Gather every line of the entries below that contains the word "Mark".

DATA LISTING.
■ ■ ■
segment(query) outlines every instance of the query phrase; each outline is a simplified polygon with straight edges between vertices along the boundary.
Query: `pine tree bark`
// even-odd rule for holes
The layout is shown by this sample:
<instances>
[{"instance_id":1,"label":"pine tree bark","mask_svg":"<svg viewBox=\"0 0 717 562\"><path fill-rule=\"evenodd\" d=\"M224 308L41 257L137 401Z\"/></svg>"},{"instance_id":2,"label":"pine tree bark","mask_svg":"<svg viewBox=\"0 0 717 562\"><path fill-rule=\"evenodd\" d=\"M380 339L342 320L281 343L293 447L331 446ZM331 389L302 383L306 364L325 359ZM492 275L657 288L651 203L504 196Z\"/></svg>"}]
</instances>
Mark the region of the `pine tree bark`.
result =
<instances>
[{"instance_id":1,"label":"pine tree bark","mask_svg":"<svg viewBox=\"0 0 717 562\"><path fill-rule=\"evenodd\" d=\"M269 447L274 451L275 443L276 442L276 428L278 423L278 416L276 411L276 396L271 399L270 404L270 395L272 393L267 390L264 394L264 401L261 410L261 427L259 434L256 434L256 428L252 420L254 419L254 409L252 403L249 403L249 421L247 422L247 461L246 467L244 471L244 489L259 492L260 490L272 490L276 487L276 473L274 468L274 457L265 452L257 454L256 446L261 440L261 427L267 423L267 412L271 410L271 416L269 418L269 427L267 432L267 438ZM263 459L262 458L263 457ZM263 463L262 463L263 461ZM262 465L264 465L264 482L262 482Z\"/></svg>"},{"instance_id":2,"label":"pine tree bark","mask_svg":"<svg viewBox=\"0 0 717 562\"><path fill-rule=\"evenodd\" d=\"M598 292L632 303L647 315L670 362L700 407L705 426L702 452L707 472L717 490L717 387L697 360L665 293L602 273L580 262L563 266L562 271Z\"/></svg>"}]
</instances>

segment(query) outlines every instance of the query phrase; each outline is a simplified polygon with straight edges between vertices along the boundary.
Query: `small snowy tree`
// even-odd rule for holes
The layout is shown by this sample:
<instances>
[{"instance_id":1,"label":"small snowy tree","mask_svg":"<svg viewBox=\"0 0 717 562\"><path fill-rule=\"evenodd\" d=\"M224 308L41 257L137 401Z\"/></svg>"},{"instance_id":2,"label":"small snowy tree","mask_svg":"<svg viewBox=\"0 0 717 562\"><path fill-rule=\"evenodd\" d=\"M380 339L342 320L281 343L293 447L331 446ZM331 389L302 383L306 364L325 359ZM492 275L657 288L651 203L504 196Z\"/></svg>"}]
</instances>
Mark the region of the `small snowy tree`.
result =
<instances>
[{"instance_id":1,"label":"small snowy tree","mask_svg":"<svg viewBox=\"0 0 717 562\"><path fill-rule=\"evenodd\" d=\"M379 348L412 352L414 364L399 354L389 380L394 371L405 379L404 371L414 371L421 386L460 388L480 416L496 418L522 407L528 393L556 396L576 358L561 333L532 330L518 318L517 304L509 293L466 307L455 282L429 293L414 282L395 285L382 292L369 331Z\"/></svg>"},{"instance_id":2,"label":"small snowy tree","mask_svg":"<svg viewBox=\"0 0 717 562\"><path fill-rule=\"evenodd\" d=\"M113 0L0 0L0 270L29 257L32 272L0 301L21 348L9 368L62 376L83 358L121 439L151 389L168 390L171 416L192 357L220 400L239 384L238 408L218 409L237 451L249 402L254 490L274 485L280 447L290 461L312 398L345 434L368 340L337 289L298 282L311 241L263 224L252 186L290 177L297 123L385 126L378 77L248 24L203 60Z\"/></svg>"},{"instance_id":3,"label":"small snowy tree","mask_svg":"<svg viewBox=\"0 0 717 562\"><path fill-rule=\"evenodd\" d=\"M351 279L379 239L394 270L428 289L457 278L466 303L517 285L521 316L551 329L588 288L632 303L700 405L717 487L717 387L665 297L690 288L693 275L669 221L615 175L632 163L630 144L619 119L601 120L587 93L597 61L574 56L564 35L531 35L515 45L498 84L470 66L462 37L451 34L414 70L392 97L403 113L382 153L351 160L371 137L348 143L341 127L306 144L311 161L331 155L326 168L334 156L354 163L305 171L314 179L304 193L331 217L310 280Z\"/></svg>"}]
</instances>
■ ■ ■
TASK SOLUTION.
Mark the region of the `pine tree bark`.
Mark the region of the `small snowy tree`.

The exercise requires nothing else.